Dataset entries
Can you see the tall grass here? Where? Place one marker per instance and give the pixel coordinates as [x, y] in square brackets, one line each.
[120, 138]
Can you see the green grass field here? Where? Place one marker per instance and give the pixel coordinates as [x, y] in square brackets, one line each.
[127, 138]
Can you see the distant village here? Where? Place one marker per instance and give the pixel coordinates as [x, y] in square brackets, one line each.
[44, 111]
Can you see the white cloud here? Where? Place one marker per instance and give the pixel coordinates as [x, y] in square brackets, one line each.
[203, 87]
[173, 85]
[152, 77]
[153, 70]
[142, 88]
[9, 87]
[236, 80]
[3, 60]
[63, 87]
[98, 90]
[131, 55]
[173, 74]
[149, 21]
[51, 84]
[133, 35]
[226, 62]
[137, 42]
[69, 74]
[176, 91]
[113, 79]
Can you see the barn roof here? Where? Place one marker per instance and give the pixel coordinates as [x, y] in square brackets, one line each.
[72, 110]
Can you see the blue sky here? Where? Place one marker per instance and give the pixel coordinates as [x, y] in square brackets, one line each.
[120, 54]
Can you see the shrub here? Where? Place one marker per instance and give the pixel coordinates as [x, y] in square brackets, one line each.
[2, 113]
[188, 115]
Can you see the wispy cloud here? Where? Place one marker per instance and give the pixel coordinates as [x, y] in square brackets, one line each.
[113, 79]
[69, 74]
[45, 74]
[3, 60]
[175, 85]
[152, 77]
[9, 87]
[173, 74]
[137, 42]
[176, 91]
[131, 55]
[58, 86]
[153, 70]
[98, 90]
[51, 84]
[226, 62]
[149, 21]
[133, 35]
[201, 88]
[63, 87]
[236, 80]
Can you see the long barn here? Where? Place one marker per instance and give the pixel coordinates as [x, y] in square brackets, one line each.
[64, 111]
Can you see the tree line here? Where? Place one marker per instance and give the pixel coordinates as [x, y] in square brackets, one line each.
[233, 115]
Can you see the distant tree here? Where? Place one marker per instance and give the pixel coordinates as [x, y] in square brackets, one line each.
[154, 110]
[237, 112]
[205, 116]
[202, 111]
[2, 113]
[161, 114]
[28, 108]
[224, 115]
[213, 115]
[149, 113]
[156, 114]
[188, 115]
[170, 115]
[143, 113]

Directions for this task - Restate the records exactly. Leave nothing out.

Written response -
Can you see the tall grass here? Where? Place one marker per instance and give the pixel coordinates as [x, y] in square brackets, one line each.
[120, 138]
Can you see the green grass field here? Where? Place one marker per instance and give the pixel coordinates as [x, y] in square brackets, one line each.
[127, 138]
Can you see the distant village here? Where? Place one marker per instance and give the pixel coordinates as [x, y] in square brackets, one line each.
[44, 111]
Can you see the white cloud here? Where? Place one marker per instance and give the pixel coordinates as [x, y] in square brackets, one line each.
[203, 87]
[173, 85]
[152, 77]
[153, 70]
[142, 88]
[9, 87]
[236, 80]
[3, 60]
[63, 87]
[98, 90]
[131, 55]
[173, 74]
[149, 21]
[51, 84]
[133, 35]
[226, 62]
[137, 42]
[69, 74]
[176, 91]
[113, 79]
Can you see the barn roof here? Where? Place one marker per instance and give the pixel coordinates as [x, y] in square brackets, one line each.
[72, 110]
Can you see the blue sky here? Where? Place one marker per instance and give the pixel coordinates as [x, y] in square brackets, one line each.
[120, 54]
Can you see the shrub here? Where? Place one marker per instance and give the pixel coordinates as [x, y] in square brackets, one line each.
[2, 113]
[188, 115]
Can you see the wispy cloud here? Where? Place one marker per instance and give the pixel coordinates as [x, y] in square brackets, one line each.
[113, 79]
[69, 74]
[45, 74]
[3, 60]
[175, 85]
[152, 77]
[9, 87]
[173, 74]
[137, 42]
[176, 91]
[131, 55]
[58, 86]
[153, 70]
[98, 90]
[51, 84]
[226, 62]
[149, 21]
[133, 35]
[201, 88]
[63, 87]
[236, 80]
Can you see the long barn here? Where? Place one marker per instance and give the pixel coordinates as [x, y] in square brackets, one line each.
[64, 111]
Can you see the tree line here? Where? Place one marker per instance and give the pixel coordinates as [x, y] in square brackets, one line each.
[233, 115]
Can you see the distant tree here? Where? Place one marker per instance and give the pixel coordinates as [x, y] in square brackets, one line each.
[154, 110]
[237, 112]
[205, 116]
[202, 111]
[2, 113]
[161, 114]
[28, 108]
[224, 115]
[213, 115]
[149, 113]
[156, 114]
[188, 115]
[170, 115]
[143, 113]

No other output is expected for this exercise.